:: DIRECTIONS ::
Reproduce the lines word for word, beginning at the line that contains "Note: point out the green" and stopping after the line that contains "point(270, 418)".
* Begin DATASET RECORDS *
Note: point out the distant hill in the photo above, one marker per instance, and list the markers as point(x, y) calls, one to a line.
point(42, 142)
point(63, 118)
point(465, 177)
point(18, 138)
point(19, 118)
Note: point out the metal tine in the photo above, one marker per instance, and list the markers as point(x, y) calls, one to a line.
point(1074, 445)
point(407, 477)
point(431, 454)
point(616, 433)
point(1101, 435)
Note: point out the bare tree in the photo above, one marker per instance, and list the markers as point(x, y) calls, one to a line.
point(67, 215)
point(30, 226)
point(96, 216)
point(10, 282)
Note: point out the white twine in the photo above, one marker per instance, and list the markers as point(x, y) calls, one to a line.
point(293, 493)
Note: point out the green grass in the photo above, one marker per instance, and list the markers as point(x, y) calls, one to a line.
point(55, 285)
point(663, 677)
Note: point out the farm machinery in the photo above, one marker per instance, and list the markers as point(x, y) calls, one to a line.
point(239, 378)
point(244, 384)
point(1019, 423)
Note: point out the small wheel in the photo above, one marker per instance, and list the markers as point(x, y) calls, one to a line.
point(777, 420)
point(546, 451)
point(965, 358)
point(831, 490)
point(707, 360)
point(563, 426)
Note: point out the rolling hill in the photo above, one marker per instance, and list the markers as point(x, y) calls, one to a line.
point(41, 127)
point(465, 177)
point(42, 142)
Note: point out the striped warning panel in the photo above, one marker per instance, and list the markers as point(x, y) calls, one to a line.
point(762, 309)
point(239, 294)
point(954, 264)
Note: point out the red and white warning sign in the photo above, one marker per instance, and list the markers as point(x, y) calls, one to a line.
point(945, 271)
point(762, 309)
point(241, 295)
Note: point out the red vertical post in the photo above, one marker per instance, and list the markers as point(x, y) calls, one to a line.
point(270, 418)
* End DATASET RECORDS *
* Begin DATASET RECORDS *
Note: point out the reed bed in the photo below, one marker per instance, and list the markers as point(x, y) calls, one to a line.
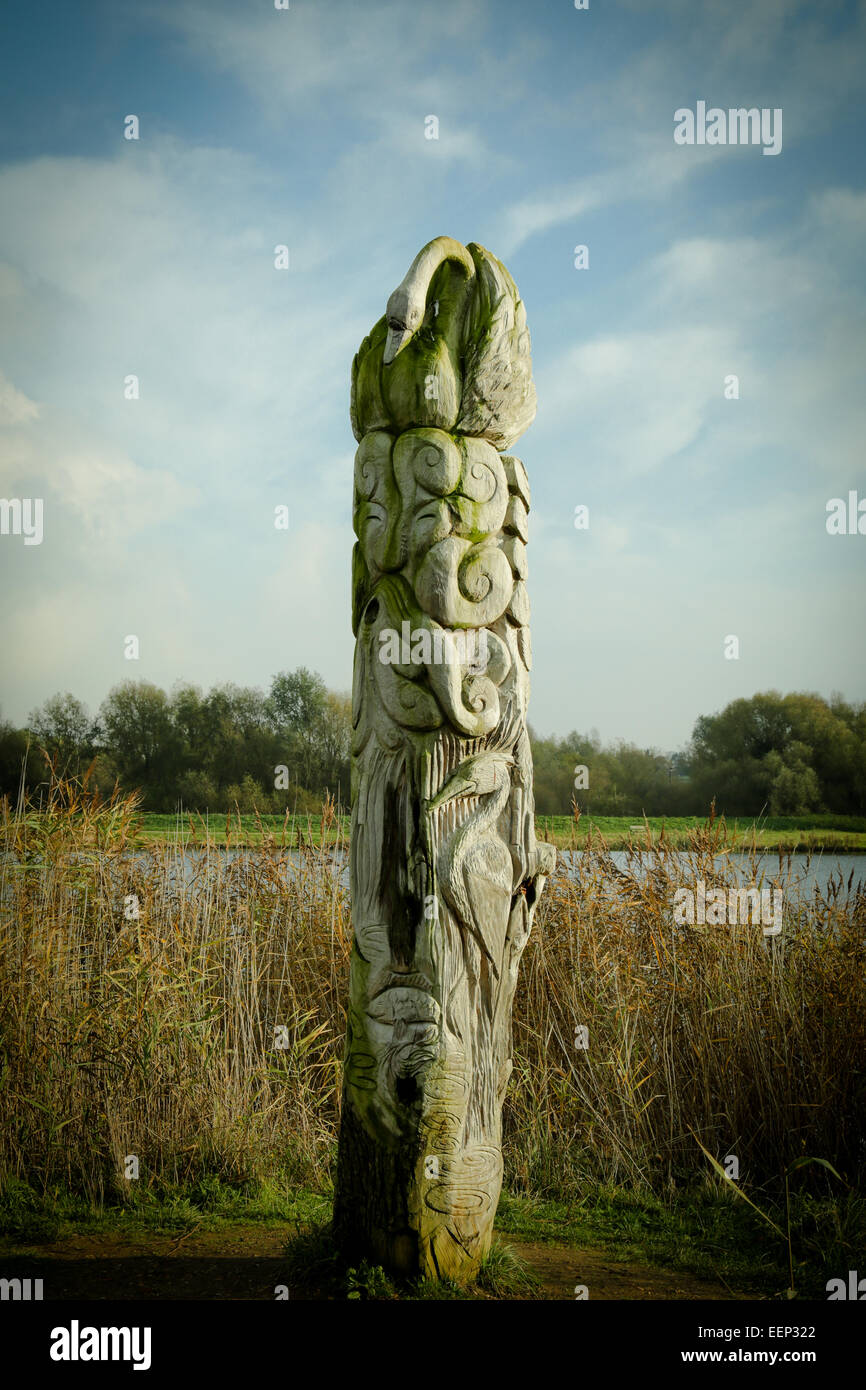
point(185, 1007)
* End DATASET RECORDS *
* Begin DATASET RECORDS *
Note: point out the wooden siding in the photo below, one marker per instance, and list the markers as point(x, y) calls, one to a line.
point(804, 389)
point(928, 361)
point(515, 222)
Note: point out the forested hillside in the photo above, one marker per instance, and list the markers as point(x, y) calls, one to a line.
* End DATASET RECORDS *
:: THE OUTPUT ::
Note: point out the green grass in the photo above, one marker per instance, and list the markers as point(x, y) calls, one to a line.
point(55, 285)
point(663, 677)
Note: point out the farm machinery in the photo above, one marker per instance, and list the markers as point(x, y) calls, one to a line.
point(239, 378)
point(244, 384)
point(1019, 423)
Note: point out the small wheel in the photo above, one marker per instance, and list the markers as point(x, y) calls, one to a line.
point(777, 420)
point(546, 451)
point(965, 358)
point(831, 490)
point(707, 360)
point(563, 426)
Note: point out the rolling hill in the photo above, one marker per instance, and list the markers as point(x, y) calls, one to a line.
point(41, 127)
point(465, 177)
point(42, 142)
Note: point out the striped warning panel in the photo above, one marker per instance, and list the markers as point(x, y) calls, one to a line.
point(762, 309)
point(239, 294)
point(954, 264)
Note: point out the red and white warning sign in the photo above, one marker per instance, and list the markers as point(x, y) calls, one to a line.
point(945, 271)
point(762, 309)
point(241, 295)
Note: point out the red vertical post in the photo above, one marker per instance, and list the markers as point(x, y) calls, one to a line.
point(270, 418)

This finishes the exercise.